● **CONSIGNA 1**: En el artículo sobre Tucumán, ¿qué distancia en kilómetros separa Buenos Aires de Tucumán?
● **CONSIGNA 2**: Del artículo sobre Tucumán, reproduce el fragmento que abre con las palabras "NOTA DE TAPA" y cierra con "de la partida.", sustituyendo "siete días" por "diez días".

● **ARTÍCULO**:
NOTA DE TAPA
Un itinerario día por día para recorrer Tucumán en una semana. En la ruta, antes de llegar a San Miguel, un alto en la feria de Simoca, que funciona desde el tiempo de la colonia. En la capital de la provincia, la ineludible visita a la histórica Casa donde se declaró la Independencia. Excursiones al cerro San Javier y a la selva de Las Yungas y una travesía por los paisajes montañosos de Tafí del Valle y por los Valles Calchaquíes hasta la fortaleza de los
indios quilmes.
› Por Julián Varsavsky
Los hermosos paisajes y la riqueza cultural del Noroeste argentino justifican varios viajes de al menos una semana por cada una de las provincias que lo componen. Y si se empieza por Tucumán, siete días es el mínimo recomendable para conocer sus principales destinos con un ritmo razonable, evitando llegar a casa con más estrés que el de la partida.
Desde Buenos Aires son 1310 kilómetros hasta Tucumán –por ruta, unas 15 horas en promedio–, así que si se viaja con vehículo propio lo normal es pasar una noche en la ciudad de Córdoba. En la segunda jornada, si el cansancio no abruma y el calendario marca día sábado, se puede visitar primero el pueblo de Simoca y su histórica feria de campo (al sur de San Miguel de Tucumán).
El mercado de Simoca es teóricamente el más antiguo del país, ya que su origen se remonta al tiempo de la colonia, cuando en el siglo XVII el mismo espacio físico que ocupa ahora era una feria semanal donde había una posta de caballos y se comerciaba con la ley del trueque (que en algunos casos todavía se aplica, entre amigos). Este mercado a cielo abierto funciona todos los sábados desde hace ya más de 300 años, y gran parte de las personas que vienen a hacer las compras para la semana llega en coloridos sulkies que a veces suman más de un centenar estacionados en las calles de alrededor.
En la feria de Simoca históricamente se han vendido productos de y para el campo –y así sigue ocurriendo–, aunque con los años se ha ampliado mucho la oferta. Por un lado hay productos clásicos de talabartería: monturas, fustas, estribos, botas de cuero. También hay ponchos, alpargatas, cintos, mates y cigarros en chala. En otros puestos –entremezclados sin ningún orden muy coherente– se venden comestibles que incluyen toda clase de cortes de chancho, especias como orégano, comino y azafrán, y una variedad de verduras entre las que se destacan los zapallos gigantes de más de 7 kilos que se exhiben ocupando la caja entera de una camioneta, ajíes, pimentones, repollos y frutas.
Los puestos de talabartería, alimentos y ponchos ocupan en general una especie de corredor central que, con varias excepciones, parece reservado a la feria más autóctona y artesanal. A su derecha están los quinchos con restaurancitos al paso y a la izquierda hay un segundo corredor donde están los puestos del “nuevo” mercado, con un precario techo de lona de plástico, llamado en la zona la “feria boliviana”, no muy aceptada por los antiguos puesteros. En estos puestos se vende literalmente de todo: bombachas, estuches para celulares, barriletes, ungüentos curativos, pelotas y toda clase de juguetes y baratijas de plástico fabricadas por trabajadores del Oriente asiático, y que ahora son ofrecidos por un paisano tranquilo con sombrero de paño y casi los mismos ojos rasgados que esos hombres que están en la otra punta de la cadena y también del planeta.

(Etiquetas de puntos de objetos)
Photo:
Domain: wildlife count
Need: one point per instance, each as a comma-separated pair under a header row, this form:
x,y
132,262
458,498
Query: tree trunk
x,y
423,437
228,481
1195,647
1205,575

--

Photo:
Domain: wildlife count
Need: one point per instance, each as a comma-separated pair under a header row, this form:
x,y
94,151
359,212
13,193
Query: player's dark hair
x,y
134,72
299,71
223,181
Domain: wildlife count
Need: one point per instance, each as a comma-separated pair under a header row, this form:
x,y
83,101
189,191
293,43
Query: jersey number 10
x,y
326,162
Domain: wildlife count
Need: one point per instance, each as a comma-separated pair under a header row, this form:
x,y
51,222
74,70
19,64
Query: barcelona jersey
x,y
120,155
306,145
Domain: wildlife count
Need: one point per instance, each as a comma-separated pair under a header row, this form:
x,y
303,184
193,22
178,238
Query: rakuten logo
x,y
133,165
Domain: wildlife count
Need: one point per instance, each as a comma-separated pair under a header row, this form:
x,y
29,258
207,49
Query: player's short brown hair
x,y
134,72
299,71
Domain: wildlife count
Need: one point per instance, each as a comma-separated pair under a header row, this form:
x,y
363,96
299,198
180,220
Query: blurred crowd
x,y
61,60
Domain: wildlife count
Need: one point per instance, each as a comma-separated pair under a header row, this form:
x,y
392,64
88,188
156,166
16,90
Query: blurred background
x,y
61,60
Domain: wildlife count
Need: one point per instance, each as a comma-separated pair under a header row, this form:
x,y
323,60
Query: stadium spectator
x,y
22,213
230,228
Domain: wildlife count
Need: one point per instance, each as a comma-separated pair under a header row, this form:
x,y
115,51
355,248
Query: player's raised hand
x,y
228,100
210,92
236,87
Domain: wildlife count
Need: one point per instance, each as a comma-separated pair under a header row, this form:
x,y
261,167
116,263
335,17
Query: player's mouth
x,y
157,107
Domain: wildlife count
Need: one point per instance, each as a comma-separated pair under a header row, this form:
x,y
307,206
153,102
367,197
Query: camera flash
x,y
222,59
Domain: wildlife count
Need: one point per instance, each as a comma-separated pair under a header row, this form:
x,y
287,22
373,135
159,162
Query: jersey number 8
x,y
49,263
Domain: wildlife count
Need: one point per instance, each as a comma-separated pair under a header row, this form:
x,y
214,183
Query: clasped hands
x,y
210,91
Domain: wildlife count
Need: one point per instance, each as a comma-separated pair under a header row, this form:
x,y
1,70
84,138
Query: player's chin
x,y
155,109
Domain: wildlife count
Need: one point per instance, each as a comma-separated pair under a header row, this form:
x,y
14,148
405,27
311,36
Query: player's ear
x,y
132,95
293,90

...

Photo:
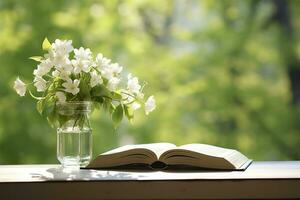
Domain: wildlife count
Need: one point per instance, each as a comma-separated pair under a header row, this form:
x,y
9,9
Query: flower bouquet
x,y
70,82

● **RESPUESTA COMPLETA 1**: 1310 kilómetros.

● **RESPUESTA COMPLETA 2**:
NOTA DE TAPA
Un itinerario día por día para recorrer Tucumán en una semana. En la ruta, antes de llegar a San Miguel, un alto en la feria de Simoca, que funciona desde el tiempo de la colonia. En la capital de la provincia, la ineludible visita a la histórica Casa donde se declaró la Independencia. Excursiones al cerro San Javier y a la selva de Las Yungas y una travesía por los paisajes montañosos de Tafí del Valle y por los Valles Calchaquíes hasta la fortaleza de los
indios quilmes.
› Por Julián Varsavsky
Los hermosos paisajes y la riqueza cultural del Noroeste argentino justifican varios viajes de al menos una semana por cada una de las provincias que lo componen. Y si se empieza por Tucumán, diez días es el mínimo recomendable para conocer sus principales destinos con un ritmo razonable, evitando llegar a casa con más estrés que el de la partida.